=== Consigne ===
Relevez, dans la critique présentée ci-dessous, tous les titres de mangas cités comme exemples d'œuvres déjà accueillies par le magazine Dengeki Daioh.

=== Texte ===
━━━━━━━━

Introduction au théorème du triangle amoureux Vol.1 : Critiques

Gôkaku no Tame no! Yasashii Sankaku Kankei Nyûmon

Critique du volume manga

Publiée le Jeudi, 08 Août 2024

Voici quelques semaines que la collection Yuri des éditions Taifu Comics a accueilli une nouvelle oeuvre: Introduction au théorème du triangle amoureux, une série en deux tomes qui, bien qu'abordant des relations entre filles, provient du magazine japonais Dengeki Daioh des éditions ASCII Mediaworks/Kadokawa, magazine échappant un peu aux catégorisations et ayant déjà accueilli pas mal d'autres mangas de ce type (Adachi & Shimamura, A tropical fish yearns for snow, I can't believe I slept with you ou plus anciennement Kashimashi - Girl meets Girl, pour n'en citer que quelques-uns).

Dessinée au Japon entre fin 2019 et début 2021 sous le nom "Gôkaku no Tame no! Yasashii Sankaku Kankei Nyûmon" (dont le titre français est une traduction assez fidèle), l'oeuvre est la toute première publication française de Canno, une autrice qui officie professionnellement dans son pays d'origine depuis la deuxième moitié des années 2000, dont les histoires ont quasiment toujours un rapport avec les relations lesbiennes quel que soit le magazine de prépublication, et dont l'oeuvre la plus connue (et toujours inédite en France à ce jour) est sûrement "Ano Ko ni Kiss to Shirayuri wo" (en anglais "A Kiss and White Lily for Her" ).

L'histoire commence alors que Mayuki Yukishita, une adorable et pure élève de troisième, s'est mis en tête de faire tout son possible pour intégrer le même lycée qu'Akira Hanamaki, sa senpai qu'elle a toujours profondément admirée et qui est actuellement en seconde. C'est simple, aux yeux de Mayuki, Akira incarne la perfection:elle est cool,toujours avenante, mature, populaire... et elle n'est pas la seule à le penser puisque, même dans son lycée, Akira sort facilement du lot et est appréciée de tout le monde. Seulement, on sent vite que ce que ressent Mayuki pour Akira dépasse en réalité beaucoup l'admiration, à tel point que son coeur se serre en voyant que celle qu'elle adore plus que tout la traite encore comme une gamine. Et comme si cela ne suffisait pas pour la tourmenter, la jeune fille n'est absolument pas assuré d'avoir un niveau suffisant pour intégrer le lycée d'Akira, car ses notes ne sont pas assez bonnes...

━━━━━━━━

=== Données enregistrées ===
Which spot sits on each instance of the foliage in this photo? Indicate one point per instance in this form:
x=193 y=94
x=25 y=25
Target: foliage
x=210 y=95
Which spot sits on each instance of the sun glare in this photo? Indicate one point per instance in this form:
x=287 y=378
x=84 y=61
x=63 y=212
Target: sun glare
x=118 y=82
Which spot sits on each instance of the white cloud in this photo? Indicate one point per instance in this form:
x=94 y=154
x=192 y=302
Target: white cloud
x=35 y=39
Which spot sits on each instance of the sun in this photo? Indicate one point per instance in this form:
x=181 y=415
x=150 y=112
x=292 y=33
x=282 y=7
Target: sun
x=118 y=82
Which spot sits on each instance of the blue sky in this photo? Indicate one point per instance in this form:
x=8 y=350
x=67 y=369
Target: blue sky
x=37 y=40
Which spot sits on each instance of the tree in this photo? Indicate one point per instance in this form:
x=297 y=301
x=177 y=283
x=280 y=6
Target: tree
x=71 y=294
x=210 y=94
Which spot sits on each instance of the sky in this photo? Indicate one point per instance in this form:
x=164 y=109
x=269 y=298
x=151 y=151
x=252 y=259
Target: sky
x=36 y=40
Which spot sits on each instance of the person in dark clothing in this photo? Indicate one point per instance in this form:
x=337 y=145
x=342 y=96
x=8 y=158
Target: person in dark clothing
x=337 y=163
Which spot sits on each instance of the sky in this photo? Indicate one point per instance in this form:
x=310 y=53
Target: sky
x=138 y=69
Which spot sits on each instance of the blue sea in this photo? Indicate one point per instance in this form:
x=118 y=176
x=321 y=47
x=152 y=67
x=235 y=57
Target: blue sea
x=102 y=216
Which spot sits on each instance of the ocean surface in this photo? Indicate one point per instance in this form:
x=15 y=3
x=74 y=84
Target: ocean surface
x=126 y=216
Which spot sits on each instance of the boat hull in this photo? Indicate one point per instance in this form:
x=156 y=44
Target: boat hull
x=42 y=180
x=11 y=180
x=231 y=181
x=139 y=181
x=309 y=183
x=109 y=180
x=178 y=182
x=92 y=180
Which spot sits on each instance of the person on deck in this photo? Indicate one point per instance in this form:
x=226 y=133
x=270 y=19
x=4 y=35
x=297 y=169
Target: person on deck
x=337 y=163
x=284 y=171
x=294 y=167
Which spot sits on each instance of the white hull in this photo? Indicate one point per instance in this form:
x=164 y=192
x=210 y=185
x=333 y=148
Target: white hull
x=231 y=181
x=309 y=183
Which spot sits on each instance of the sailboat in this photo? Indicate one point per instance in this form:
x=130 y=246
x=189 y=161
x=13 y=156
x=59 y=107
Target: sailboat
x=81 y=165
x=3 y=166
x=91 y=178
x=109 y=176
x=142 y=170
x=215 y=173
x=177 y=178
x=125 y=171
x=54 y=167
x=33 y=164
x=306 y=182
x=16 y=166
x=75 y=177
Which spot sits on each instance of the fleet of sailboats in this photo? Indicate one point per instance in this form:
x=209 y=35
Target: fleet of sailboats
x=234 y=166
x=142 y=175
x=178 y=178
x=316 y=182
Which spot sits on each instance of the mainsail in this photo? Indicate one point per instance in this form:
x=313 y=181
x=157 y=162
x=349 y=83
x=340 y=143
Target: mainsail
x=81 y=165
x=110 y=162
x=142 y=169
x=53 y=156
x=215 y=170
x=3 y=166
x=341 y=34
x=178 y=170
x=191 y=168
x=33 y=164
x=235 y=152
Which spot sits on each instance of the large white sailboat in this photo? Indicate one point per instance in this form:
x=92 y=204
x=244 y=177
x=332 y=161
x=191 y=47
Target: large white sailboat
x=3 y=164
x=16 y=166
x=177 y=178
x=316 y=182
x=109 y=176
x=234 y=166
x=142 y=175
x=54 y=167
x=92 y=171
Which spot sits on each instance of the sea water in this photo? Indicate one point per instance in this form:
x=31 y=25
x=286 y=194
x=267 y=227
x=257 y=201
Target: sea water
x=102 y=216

━━━━━━━━

=== Réponse attendue ===
- Adachi & Shimamura
- A tropical fish yearns for snow
- I can't believe I slept with you
- Kashimashi - Girl meets Girl